*EXPLORE THE MATERIAL*:
a: List every language that the book description says Kate Ashton translates from.
b: Answer these questions using the book description.
(i) Which publisher issued the poetry collection Who by Water, and in what year?
(ii) In which city did Kate Ashton complete her nurse training?
(iii) In which city were the two writers drinking companions as students?

*TEXT EXCERPT*:
----
Mirrored Minds
Søren Kierkegaard and Hans Christian Andersen
By Kate Ashton

Kate Ashton is a Scots-born writer and translator, now at home in the Highlands. For nearly 25 years she lived and worked in The Netherlands, predominately in Friesland, a part of the world she will always love and return to. She reads, reviews, and translates from Dutch, Frisian and Flemish.
Her writing career began in the mid-’70s, when she went into nursing journalism after nurse training in Edinburgh. Moving to The Netherlands, she continued medical feature writing and reporting, and wrote hospital-based romantic fiction before establishing her own freelance editorial services business. Two works of Frisian social history, biography and literary monograph, were translated and published in Frisian. Meanwhile she began actively exploring her own form of narrative non-fiction.
Her prose style is ‘modernist’ and freely oscillates between realism and impressionism, constantly mutating in response to content. Her poems appear in UK literary magazines, and a full poetry collection, Who by Water, came out from Shearsman Books in 2016.
A double biography charting the parallel lives of two towering figures of European and world literature, from their youthful days as drinking companions in a nineteenth-century Copenhagen student dive to the palpably reverberating effects of their respective legacies on the world today. This book illuminates the extraordinary personal and creative relationship between the two writers: a literary history which has gone largely unrecognised and undocumented.
----
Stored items
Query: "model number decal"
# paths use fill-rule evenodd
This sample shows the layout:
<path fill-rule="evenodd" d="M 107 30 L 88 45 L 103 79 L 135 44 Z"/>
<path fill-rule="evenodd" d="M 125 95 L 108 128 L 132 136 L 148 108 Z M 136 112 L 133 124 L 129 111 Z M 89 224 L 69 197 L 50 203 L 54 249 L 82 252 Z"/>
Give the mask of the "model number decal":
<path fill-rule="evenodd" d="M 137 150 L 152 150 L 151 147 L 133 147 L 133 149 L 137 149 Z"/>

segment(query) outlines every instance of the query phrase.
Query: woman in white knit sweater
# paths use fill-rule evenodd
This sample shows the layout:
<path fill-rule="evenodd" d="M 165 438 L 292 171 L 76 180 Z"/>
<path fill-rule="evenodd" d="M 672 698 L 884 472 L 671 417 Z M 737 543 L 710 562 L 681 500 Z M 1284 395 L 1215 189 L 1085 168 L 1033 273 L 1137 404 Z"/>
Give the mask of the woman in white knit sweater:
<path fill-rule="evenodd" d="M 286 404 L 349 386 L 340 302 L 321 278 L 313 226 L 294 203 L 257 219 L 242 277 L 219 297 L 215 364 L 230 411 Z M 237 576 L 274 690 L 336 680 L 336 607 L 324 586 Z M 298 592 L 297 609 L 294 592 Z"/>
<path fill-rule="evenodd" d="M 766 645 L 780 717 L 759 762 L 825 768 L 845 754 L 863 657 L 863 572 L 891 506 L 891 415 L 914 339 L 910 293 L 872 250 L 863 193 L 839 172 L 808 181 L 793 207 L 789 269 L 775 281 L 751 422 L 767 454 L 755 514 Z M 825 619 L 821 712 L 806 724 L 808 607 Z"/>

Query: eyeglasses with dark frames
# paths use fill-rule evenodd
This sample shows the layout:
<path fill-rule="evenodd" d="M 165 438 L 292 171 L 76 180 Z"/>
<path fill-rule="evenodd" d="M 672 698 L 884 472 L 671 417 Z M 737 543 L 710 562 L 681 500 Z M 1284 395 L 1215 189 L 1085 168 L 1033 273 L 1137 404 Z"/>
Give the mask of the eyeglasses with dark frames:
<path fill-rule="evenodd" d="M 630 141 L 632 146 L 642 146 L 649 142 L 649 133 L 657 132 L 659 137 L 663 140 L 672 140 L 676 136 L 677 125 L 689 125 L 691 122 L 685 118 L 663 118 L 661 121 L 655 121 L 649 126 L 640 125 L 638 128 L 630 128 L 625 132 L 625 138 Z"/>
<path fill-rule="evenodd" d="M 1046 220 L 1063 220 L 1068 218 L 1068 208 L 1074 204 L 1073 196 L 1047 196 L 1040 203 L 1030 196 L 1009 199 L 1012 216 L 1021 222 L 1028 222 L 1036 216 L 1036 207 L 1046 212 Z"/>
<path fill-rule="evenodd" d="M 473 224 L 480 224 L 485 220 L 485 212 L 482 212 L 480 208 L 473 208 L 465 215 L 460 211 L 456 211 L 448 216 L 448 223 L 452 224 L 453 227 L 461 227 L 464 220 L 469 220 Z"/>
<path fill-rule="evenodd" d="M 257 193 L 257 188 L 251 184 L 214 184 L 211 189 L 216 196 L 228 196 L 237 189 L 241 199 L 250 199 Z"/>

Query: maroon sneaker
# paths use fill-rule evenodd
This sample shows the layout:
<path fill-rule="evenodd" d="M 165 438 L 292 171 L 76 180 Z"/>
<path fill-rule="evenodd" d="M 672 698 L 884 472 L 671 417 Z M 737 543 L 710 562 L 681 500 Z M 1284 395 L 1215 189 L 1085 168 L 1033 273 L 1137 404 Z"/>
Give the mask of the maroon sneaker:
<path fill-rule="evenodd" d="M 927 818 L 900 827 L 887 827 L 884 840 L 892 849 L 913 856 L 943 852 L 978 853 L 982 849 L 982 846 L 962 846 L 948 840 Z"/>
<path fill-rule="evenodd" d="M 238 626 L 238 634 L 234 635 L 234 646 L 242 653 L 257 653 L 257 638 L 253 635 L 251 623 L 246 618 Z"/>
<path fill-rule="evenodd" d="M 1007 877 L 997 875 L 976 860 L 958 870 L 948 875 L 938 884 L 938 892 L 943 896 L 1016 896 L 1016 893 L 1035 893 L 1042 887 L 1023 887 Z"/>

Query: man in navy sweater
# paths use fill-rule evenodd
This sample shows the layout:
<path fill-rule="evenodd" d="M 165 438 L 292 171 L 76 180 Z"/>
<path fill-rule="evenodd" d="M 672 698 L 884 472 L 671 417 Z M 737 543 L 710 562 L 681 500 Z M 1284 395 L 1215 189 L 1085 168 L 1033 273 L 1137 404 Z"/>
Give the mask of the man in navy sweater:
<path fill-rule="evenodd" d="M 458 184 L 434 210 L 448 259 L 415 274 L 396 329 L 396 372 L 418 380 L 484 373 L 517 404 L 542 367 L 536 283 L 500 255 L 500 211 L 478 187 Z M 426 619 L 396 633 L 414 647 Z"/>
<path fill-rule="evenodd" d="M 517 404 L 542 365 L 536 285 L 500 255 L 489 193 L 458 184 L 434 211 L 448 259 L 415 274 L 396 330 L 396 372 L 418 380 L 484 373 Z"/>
----
*SOLUTION LIST*:
a:
Dutch
Frisian
Flemish

b:
(i) Shearsman Books, in 2016.
(ii) Edinburgh.
(iii) Copenhagen.